Directive A. Translate this sentence from the excerpt on premeditated resentments below into Spanish: "Premeditated resentment means you plan on getting upset about your expectations not being fulfilled."
Directive B. Transcribe part of the excerpt on premeditated resentments below, beginning at the words "The Psychology Today" and stopping after the words "a big deal.".

───── Text excerpt ─────

Premeditated Resentments

The phrase “premeditated resentments” is a fun one. You’ve probably heard the term premeditated a lot in crime dramas. It means thought out before hand. Like premeditated murder – it wasn’t a crime of passion, it was planned out. In crime dramas that makes it somehow worse. It’s cold and calculated, not out of passion. Premeditated resentment means you plan on getting upset about your expectations not being fulfilled. I have a day off next week and I’m already upset that the weather looks like we’re not going to be able to go to the water park that day!

Setting Low Expectations

The Psychology Today article is really about learning to live a happy life by setting low expectations. This is apparently an idea in anonymous groups, like alcoholics anonymous. I can see the logic. Expect less and be delighted when something decent happens. I was basically raised with this philosophy – some sort of odd 12 step parenting technique? Hello, my name is Josh and I’m your son. Hi Josh! You can imagine how your life would be more pleasant if you didn’t set yourself up for disappointment, and found joy even when things happen that aren’t a big deal.

But let’s look at the other side of this. What if you accept that the only expectations you should have are realistic ones, ones based on prior experience. The effect of this would be that your expectations will probably go down in terms of expected results. Coffee doesn’t always pep you up. Sometimes you go shopping and you don’t find a shirt. Maybe we should lower our expectations? Maybe I’ll find a shirt. Maybe I’ll feel more alert. That way I won’t be disappointed when things don’t go the way I want them to.

Photo by Harry cao on Unsplash

Photo by Harry cao on Unsplash

When you were a kid you probably had fanciful ideas of what you’d do with your life. As a teen and in your early 20s you’d travel the world, make a huge impact, be recognized as you walked into a room and asked to speak in front of crowds. In all likelihood, your experience didn’t meet your aspirations. Hopefully this didn’t produce too much resentment on your part, but it almost certainly resulted in you adjusting your expectations. Maybe you hoped to be respected in your company, maybe have some important position, and have enough time off and money to go to fun places a couple of times a year. Things sometimes get tough. Salaries stagnate or go down, and employers want younger, less expensive people. Maybe your hopes change to keeping your job, being able to pay your bills, maybe having an hour or two of fun with your family a night, and some camping trips and visits to family in other states via a road trip.

───── Data ─────

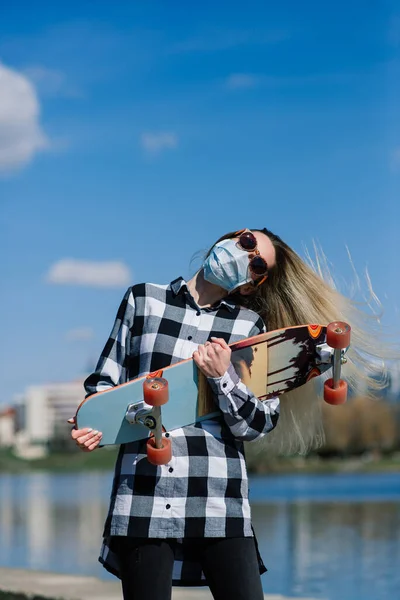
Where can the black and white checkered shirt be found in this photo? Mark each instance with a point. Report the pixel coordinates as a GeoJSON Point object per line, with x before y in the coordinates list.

─────

Correct response A. El resentimiento premeditado significa que planeas molestarte porque tus expectativas no se cumplen.

Correct response B.
The Psychology Today article is really about learning to live a happy life by setting low expectations. This is apparently an idea in anonymous groups, like alcoholics anonymous. I can see the logic. Expect less and be delighted when something decent happens. I was basically raised with this philosophy – some sort of odd 12 step parenting technique? Hello, my name is Josh and I’m your son. Hi Josh! You can imagine how your life would be more pleasant if you didn’t set yourself up for disappointment, and found joy even when things happen that aren’t a big deal.